begin Given records
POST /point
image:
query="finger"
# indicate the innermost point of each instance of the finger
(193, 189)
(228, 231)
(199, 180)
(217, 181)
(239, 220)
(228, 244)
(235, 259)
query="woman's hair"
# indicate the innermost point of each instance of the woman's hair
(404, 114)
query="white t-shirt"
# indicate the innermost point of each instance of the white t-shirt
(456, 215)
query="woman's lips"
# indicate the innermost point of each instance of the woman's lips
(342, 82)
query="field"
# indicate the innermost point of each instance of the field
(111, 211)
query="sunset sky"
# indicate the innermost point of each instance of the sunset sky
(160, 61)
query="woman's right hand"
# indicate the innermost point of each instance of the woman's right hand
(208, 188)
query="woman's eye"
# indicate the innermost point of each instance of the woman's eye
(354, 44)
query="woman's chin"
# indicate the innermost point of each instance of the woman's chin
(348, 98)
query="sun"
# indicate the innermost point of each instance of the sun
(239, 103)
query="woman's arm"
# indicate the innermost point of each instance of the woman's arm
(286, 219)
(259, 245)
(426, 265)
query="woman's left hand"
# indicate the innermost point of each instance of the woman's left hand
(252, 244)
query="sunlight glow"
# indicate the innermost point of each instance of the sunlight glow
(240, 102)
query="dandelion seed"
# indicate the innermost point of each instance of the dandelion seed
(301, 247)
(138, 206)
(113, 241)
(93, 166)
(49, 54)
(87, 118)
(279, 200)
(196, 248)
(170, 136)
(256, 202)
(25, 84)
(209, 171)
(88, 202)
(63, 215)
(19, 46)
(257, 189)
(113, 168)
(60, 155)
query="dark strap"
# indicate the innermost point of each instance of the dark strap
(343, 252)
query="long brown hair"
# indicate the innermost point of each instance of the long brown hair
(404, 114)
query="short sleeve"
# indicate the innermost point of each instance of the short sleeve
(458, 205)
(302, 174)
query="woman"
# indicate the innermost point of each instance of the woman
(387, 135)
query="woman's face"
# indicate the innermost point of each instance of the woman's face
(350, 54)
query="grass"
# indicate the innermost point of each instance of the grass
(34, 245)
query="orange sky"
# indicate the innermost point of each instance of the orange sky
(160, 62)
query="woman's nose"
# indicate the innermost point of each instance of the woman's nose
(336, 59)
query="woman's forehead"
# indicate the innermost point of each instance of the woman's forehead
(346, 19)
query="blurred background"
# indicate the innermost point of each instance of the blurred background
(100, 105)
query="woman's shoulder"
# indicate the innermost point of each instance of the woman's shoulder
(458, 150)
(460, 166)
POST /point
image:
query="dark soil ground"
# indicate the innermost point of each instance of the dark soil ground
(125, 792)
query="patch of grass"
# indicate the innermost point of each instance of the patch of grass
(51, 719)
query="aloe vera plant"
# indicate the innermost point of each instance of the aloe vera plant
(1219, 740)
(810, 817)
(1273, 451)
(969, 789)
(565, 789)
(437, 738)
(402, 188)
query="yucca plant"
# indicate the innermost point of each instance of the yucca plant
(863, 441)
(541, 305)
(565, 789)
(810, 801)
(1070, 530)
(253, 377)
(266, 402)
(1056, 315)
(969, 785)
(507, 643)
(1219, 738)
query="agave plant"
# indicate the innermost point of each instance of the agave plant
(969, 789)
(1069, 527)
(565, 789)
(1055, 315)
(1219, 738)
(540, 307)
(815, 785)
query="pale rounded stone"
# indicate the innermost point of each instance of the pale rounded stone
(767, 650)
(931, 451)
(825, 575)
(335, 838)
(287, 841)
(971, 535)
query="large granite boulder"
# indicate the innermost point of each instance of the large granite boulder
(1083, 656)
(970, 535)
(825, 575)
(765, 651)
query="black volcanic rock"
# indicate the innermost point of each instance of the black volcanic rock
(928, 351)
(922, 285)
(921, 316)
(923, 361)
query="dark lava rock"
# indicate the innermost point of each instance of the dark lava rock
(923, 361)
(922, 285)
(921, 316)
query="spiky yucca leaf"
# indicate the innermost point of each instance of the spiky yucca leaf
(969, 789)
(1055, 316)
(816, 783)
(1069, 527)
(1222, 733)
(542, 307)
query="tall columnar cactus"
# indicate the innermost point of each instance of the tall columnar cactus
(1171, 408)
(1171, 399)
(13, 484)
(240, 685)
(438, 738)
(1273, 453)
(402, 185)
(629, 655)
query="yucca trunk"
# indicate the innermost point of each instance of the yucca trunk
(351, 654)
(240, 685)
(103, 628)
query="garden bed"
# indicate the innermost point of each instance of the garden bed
end Given records
Exercise: Reproduce all the data word for word.

Written answer:
POST /point
image:
query="finger"
# indicate the innermost point of each instance of the finger
(193, 189)
(228, 231)
(199, 180)
(217, 181)
(239, 220)
(228, 244)
(235, 259)
query="woman's hair"
# indicate the innermost point of each instance of the woman's hair
(404, 114)
query="white t-shirt"
# indicate the innermost point of each instance of the white t-shirt
(456, 215)
query="woman's lips"
# indicate the innermost point of each instance of the woman's lips
(342, 82)
query="field"
# indicate the innermost point of each instance of the field
(111, 211)
query="sunset sky"
# indicate the innermost point of each instance of the sunset sky
(160, 61)
query="woman's right hand"
# indicate the innermost point of each instance of the woman's right hand
(208, 188)
query="woman's eye"
# indicate the innermost point of each instance of the woman's eye
(354, 44)
query="woman's chin"
# indicate the innermost point of each instance of the woman's chin
(348, 98)
query="sun"
# indicate the innermost point of each instance of the sun
(239, 103)
query="woman's arm"
# indicate the innermost point of each instance of the woman's arm
(286, 219)
(259, 245)
(426, 265)
query="woman's left hand"
# indicate the innermost point of each instance of the woman's left hand
(252, 244)
query="sunlight glow"
# indicate the innermost point of each instance of the sunlight glow
(240, 102)
query="dandelion seed"
# indicate the innermost point of each instance of the dandelion seed
(301, 247)
(138, 206)
(113, 241)
(93, 166)
(49, 54)
(87, 118)
(279, 200)
(196, 248)
(170, 136)
(256, 202)
(25, 84)
(209, 171)
(88, 202)
(63, 215)
(19, 46)
(257, 189)
(113, 168)
(60, 155)
query="dark strap"
# indicate the innermost point of each instance of the dark strap
(343, 252)
query="long brown hair"
# indicate the innermost point of each instance of the long brown hair
(404, 114)
query="short sleeve"
# indicate the innermost point of each instance of the short sleeve
(458, 205)
(302, 174)
query="woman"
# indicate the innermost point of each instance of the woman
(387, 135)
query="woman's face"
# indicate the innermost point of each instance of the woman's face
(350, 54)
query="grass"
# indicate the innermost point of each instance of the grass
(34, 245)
query="orange sky"
# indicate the innermost point of each instance of the orange sky
(160, 62)
query="woman's nose"
# indicate the innermost point of each instance of the woman's nose
(336, 59)
query="woman's forehead"
# indicate the innermost point of each instance of the woman's forehead
(346, 19)
query="blurred background"
# indicate the innermost point of each instance of the blurred background
(100, 105)
query="woman's shoulder"
# indicate the innermost point of each instance of the woman's shoulder
(458, 150)
(460, 166)
POST /point
image:
query="dark soil ground"
# indicate the innermost point of each instance of the dark soil ground
(125, 792)
query="patch of grass"
# indicate the innermost point of each instance of the patch of grass
(51, 719)
query="aloe vera plant"
# indicate the innermost point of each instance of the aloe vera plant
(1219, 740)
(810, 817)
(1273, 451)
(969, 789)
(565, 789)
(437, 738)
(402, 188)
query="yucca plant"
# indicate the innermost point of each instance of the yucca plant
(863, 441)
(541, 305)
(565, 789)
(810, 801)
(1070, 530)
(253, 377)
(266, 402)
(1056, 315)
(969, 785)
(507, 643)
(1219, 738)
query="agave plant"
# indicate the innermost point of each instance of the agave plant
(969, 789)
(1069, 527)
(565, 789)
(1055, 315)
(1219, 738)
(540, 307)
(815, 785)
query="pale rounded stone"
# indicate the innermost point of each instance of the pale rounded stone
(767, 650)
(931, 451)
(825, 575)
(335, 838)
(287, 841)
(971, 535)
query="large granite boulder"
# indicate the innermost point of each instance of the large granite boulder
(1083, 656)
(970, 535)
(825, 575)
(765, 651)
query="black volcanic rock"
# indicate the innermost point of each instance of the black volcanic rock
(928, 351)
(922, 285)
(921, 316)
(923, 361)
query="dark lava rock"
# indicate the innermost point of each instance of the dark lava rock
(923, 361)
(922, 285)
(921, 316)
query="spiky yucca leaf"
# indicate the innermost point of each instance of the spiky yucca leaf
(969, 789)
(1055, 316)
(816, 783)
(1069, 527)
(1222, 733)
(542, 307)
query="tall columnar cactus"
# indicate the innermost point of each instance of the tall columnar cactus
(1171, 408)
(1171, 399)
(13, 484)
(240, 685)
(438, 738)
(1273, 453)
(402, 185)
(629, 655)
query="yucca trunk"
# indicate the innermost point of each instance of the yucca trunk
(351, 654)
(240, 685)
(103, 628)
query="garden bed"
# indicate the innermost point of each instance of the garden bed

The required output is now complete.